** Prompt **
Answer the following from the blog post on sparklines below, each on its own line:
(a) Who wrote googleAnalyticsR?
(b) Which function does the post suggest for testing authentication by reading the credential file and setting the scope?
(c) Which library does the code comment associate with static graphs?

** Source extract **
Creating Sparklines for Blog Post with R and Plumber

Aug 19, 2018 | 10 min read

One of my favorite R libraries is plumber, it has the abibilty to quickly turn any of my R code into an a REST API allowing for anyone to use my function functions or access my data in a restful manor. I wanted to explore some use cases in the digital analytics relm for creating my own API. One thing I have always been interested in was when a blog or new site would show a trendline or spark line of the number of readers or pageviews of an article. It is nice to see an organization being a transparent with some of the data they are collecting and surfacing it back to the users. As a consumer of content, it helps me understand the popularity of that peices and can help me protize where I should start reading. Another great example of when data is returned to the user is a site showing how many times a specfic lines has been highlighted or tweeted.

Being open with your site data puts you a bit of risk of exposing some of your company startegey but as a consumer of alot of articles, I wish I knew more about blog post to know how releivent they are and how popular they are so I can determine the value of the content. If you are writing good content, you should not be afraid of what giving up some of your data will do.

So in the this blog post I will be demostrating how to connent to the Google Analytics API using googleAnalyticsR written by Mark Edmondson. Then how to use the plumber library for Jeff Allen to explose some of the data from Google Analytics for each article on your website. I will be showing three examples of how to write the R functions that returns a JSON, a htmtwidget you can plug in to your code, or a images containing a visualization all with a REST API.

In order for you to programaticly access the data from Google Analytics, you need to set up a service account and create your own project in Google Developer Console. I could write a whole blog post on just setting up the authenication, but Mark Edmondson has done several great write ups on that. Here he will explain how to get a .json file from the Google Cloud Console (GCC) that will be used for the crediants. Make sure to add the email that is generated from the GCC as a user to your Google Analytics property.

The most important things is to make sure the authentication is working before you start up the API. You can test that by using googleAuthR::gar_auth_service() to read the credintial file and setting the scope. After that run a function to retrieve some data from the Google Analytics API, if your authication worked you will get some data, if not you will get a fairly descripe error message of what went wrong. Some common errors I ran into is setting up the scope correctly, that particular service account didn’t have access to my GA instance, or I didn’t give the GCC project the correct access to the APIs. Now we can move on to set up our API.

First we are going to start by loading in the libraries and reading in the token that you downloaded from the GCC.

library(googleAnalyticsR) #reading data from Google Analytics
library(googleAuthR) #authicating Google apps with service account
library(sparkline) #returning sparkline htmlwidget
library(lubridate) #work with dates easier
library(dplyr) #manipulate data easier
library(ggplot2) #static graphs

#authicating conection to API 
gar_auth_service("google-analytics-sparkline-fbe6d3a4f4c5.json",  
                 scope = c("https://www.googleapis.com/auth/analytics", 
                           "https://www.googleapis.com/auth/analytics.readonly")) #only giving this token the ability to read data

After loading in the libraries and setting up the authication, I wrote some helper functions that makes it easier to call the Google Analytics API and aggeragate / shape the data to make it easier for a sparklines to consume. Make sure to get your view id for the specific view you want data from.

** Given information **
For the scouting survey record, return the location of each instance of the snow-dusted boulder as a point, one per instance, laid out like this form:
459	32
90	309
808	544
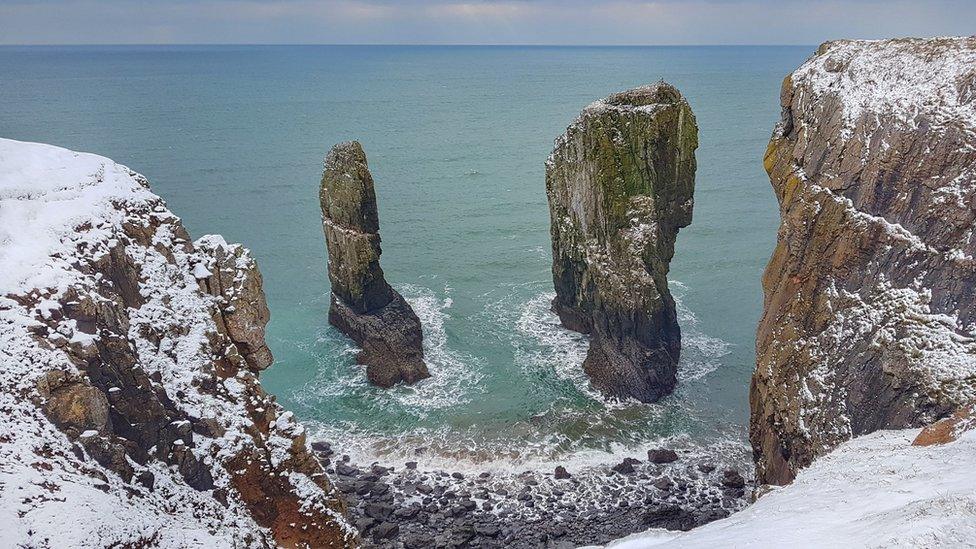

** Answer to this task **
(a) Mark Edmondson
(b) googleAuthR::gar_auth_service()
(c) ggplot2